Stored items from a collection
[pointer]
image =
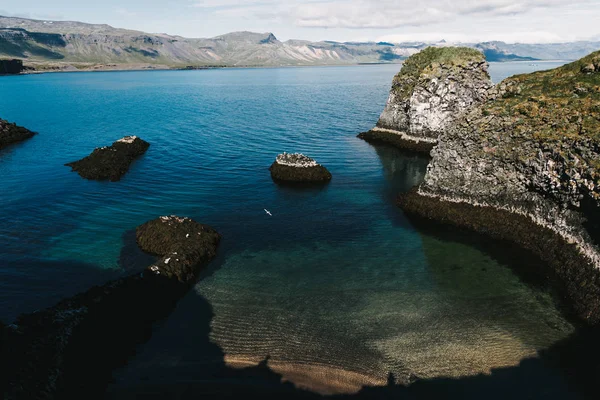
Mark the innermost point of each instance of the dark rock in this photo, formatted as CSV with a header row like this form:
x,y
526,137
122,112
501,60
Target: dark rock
x,y
69,350
182,242
11,67
110,162
11,133
433,88
298,168
397,140
579,279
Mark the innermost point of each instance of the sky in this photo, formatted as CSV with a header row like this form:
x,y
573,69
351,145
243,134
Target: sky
x,y
524,21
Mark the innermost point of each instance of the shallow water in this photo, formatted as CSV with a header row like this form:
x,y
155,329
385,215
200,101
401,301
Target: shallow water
x,y
338,281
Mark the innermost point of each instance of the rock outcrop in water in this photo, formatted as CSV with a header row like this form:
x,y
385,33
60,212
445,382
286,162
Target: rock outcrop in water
x,y
298,168
433,88
11,133
69,350
110,162
525,166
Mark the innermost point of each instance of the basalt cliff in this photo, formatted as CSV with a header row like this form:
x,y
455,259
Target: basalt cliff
x,y
525,166
432,89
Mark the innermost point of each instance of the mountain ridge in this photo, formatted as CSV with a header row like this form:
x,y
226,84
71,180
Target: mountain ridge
x,y
72,42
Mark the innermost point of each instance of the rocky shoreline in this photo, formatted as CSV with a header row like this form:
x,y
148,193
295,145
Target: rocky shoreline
x,y
522,166
398,139
69,350
298,168
431,90
110,162
11,133
579,279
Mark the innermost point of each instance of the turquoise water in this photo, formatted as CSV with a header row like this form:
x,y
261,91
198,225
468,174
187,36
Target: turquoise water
x,y
338,281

- _DIRECTIONS_:
Wherever the word "form" appears in the entries above, copy that whole line.

- _SOLUTION TO THE EXERCISE_:
Mark the innermost point of each instance of the dark rock in this photo, formatted as CSV with a header row like this form:
Mark the innermost point of each instance of the sky in this photo, formatted as CSV with a header row like this form:
Mark the innermost point of each instance of the shallow water in this photo, formatted as CSV with a header row like this form:
Mark the innermost point of each instance of the rock outcrop in water in this photo, formatted as CSV with a header row like this form:
Mark the innermost point of each instance of the basalt cliff in this photo, formatted as CSV with a header row like this form:
Mark the innermost point of each instance of the mountain ridge in this photo, formatted as CSV with a header row like this form:
Mark the innermost point of each instance of the rocky shoreline in this photo, formatted as CSV with a header row like this form:
Mark the innermost point of each instance of the turquoise water in this photo, formatted as CSV with a header row like this form:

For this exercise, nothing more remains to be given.